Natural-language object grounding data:
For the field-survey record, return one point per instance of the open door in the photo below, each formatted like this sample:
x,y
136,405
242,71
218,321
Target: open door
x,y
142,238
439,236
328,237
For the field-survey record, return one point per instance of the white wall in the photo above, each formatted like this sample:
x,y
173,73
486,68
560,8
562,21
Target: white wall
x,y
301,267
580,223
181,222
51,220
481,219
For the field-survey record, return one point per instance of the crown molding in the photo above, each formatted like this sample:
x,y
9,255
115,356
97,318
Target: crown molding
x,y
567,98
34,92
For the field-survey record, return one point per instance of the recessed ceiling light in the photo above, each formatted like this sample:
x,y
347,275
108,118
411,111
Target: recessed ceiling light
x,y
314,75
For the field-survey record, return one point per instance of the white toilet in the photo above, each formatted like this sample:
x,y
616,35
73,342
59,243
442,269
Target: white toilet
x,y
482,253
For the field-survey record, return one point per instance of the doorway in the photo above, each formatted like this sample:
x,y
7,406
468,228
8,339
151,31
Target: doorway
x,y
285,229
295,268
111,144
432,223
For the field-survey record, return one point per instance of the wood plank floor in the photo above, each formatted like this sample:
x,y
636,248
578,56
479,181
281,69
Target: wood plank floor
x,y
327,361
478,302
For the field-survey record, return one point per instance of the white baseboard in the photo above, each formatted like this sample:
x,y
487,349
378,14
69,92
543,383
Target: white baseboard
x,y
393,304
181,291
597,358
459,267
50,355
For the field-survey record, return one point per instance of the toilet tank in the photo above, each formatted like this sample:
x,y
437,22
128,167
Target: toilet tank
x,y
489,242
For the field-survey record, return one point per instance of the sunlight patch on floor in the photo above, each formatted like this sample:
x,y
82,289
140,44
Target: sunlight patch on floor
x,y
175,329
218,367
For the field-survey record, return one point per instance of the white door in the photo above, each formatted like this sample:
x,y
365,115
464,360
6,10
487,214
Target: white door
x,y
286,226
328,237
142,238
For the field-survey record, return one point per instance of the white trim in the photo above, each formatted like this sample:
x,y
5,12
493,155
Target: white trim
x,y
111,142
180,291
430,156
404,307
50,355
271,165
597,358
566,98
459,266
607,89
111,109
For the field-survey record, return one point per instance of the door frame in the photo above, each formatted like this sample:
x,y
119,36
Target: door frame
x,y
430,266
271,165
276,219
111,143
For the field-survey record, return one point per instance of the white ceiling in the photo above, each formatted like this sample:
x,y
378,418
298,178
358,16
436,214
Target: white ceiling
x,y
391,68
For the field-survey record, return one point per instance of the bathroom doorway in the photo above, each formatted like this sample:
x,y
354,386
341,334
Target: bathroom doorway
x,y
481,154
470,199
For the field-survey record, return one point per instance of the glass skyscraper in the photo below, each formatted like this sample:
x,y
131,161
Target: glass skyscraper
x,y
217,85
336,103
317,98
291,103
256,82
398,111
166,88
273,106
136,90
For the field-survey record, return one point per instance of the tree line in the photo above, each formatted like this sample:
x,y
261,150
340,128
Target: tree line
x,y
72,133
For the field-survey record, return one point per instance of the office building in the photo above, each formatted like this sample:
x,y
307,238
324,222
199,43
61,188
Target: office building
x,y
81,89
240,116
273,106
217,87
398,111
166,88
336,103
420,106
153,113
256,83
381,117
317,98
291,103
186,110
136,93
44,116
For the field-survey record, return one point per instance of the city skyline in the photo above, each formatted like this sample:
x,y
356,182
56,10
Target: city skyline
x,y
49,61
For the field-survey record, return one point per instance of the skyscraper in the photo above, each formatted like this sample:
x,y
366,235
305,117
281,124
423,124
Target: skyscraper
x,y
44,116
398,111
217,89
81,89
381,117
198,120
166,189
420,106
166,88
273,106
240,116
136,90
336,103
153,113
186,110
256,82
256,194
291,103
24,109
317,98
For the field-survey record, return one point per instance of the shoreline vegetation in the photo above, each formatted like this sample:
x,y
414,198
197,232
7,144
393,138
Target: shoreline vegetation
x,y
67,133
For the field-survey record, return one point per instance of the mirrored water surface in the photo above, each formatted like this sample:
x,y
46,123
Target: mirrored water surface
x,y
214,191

**PROBLEM TO SOLVE**
Filter the records above for lines with "below".

**ANSWER FOR THIS EXERCISE**
For the field-survey record, return one point per instance of the open door in the photo below, each formatted like this sample:
For the field-survey record, return one point per instance of the glass skyscraper in the photo below, each formatted like this sample:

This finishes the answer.